Lines of data
==*==
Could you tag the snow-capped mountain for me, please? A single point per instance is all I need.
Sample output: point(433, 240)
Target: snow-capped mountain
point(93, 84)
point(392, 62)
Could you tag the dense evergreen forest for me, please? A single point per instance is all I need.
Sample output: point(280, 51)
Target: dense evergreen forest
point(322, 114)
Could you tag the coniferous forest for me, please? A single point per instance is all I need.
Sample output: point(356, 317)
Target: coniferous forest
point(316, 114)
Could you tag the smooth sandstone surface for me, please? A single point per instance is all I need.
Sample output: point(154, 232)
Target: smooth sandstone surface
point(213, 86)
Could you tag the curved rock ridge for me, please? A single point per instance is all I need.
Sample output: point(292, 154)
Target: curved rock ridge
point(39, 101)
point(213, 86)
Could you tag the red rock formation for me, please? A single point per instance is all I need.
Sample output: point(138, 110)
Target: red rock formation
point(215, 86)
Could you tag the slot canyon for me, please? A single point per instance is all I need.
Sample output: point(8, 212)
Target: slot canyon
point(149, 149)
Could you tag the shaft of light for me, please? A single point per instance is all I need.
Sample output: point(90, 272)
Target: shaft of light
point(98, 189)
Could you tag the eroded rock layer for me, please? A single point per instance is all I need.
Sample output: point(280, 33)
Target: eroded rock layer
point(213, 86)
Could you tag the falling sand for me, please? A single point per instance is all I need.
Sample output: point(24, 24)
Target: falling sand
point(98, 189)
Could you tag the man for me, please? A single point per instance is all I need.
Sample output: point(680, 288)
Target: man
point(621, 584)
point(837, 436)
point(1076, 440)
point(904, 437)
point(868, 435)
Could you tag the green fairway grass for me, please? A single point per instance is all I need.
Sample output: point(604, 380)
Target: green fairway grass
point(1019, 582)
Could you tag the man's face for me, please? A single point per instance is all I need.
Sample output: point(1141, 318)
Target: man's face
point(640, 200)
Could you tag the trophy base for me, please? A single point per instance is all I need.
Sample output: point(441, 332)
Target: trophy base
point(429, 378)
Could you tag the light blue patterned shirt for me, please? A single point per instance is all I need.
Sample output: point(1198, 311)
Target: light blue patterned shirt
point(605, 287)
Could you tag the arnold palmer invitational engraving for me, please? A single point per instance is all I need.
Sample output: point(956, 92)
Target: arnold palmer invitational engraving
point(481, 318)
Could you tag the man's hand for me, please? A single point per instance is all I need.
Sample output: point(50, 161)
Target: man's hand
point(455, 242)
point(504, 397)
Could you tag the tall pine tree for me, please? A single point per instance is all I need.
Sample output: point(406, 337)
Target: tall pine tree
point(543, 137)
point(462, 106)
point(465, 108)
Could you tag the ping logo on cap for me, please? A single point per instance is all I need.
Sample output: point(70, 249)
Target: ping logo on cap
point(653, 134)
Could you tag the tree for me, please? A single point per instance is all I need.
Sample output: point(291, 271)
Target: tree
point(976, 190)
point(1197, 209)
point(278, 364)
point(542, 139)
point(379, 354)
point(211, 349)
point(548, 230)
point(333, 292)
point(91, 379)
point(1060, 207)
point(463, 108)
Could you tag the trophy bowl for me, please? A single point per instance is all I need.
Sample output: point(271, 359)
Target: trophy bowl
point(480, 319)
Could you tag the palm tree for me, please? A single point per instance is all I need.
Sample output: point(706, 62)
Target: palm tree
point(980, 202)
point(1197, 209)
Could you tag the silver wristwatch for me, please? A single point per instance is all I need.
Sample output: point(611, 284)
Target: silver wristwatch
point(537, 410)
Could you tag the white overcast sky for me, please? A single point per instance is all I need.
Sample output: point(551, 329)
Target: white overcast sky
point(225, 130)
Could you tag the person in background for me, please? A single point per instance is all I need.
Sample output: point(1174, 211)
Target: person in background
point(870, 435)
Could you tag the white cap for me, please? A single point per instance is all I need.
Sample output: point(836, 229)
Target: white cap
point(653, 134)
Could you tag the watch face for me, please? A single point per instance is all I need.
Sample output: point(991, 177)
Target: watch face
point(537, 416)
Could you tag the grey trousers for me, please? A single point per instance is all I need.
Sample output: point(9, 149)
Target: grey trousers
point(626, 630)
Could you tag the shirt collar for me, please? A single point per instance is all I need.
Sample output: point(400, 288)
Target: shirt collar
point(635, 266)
==*==
> **TASK REQUIREMENTS**
Output as a JSON list of strings the lines that begin at the line containing "Could you tag the trophy bowl" and end after the line containing "point(870, 435)", one string per line and blank lines omitted.

> **FINAL RESULT**
[
  "Could you tag the trophy bowl for me, please? A single point per instance is all I need.",
  "Sample output: point(271, 359)",
  "Target: trophy bowl",
  "point(480, 319)",
  "Could you tag the palm tree for me, please? A single point per instance is all I need.",
  "Sample output: point(706, 62)",
  "Target: palm tree",
  "point(980, 202)",
  "point(1197, 209)",
  "Could you tag the silver wristwatch for me, please? A single point per instance is all I need.",
  "Sample output: point(611, 284)",
  "Target: silver wristwatch",
  "point(537, 410)",
  "Could you tag the white overcast sky for me, please? A single point per instance is all I need.",
  "Sample output: point(551, 329)",
  "Target: white overcast sky",
  "point(225, 130)",
  "Could you tag the person in background for me, please? A single point per instance is all I need.",
  "Sample output: point(1174, 211)",
  "Target: person in background",
  "point(870, 435)"
]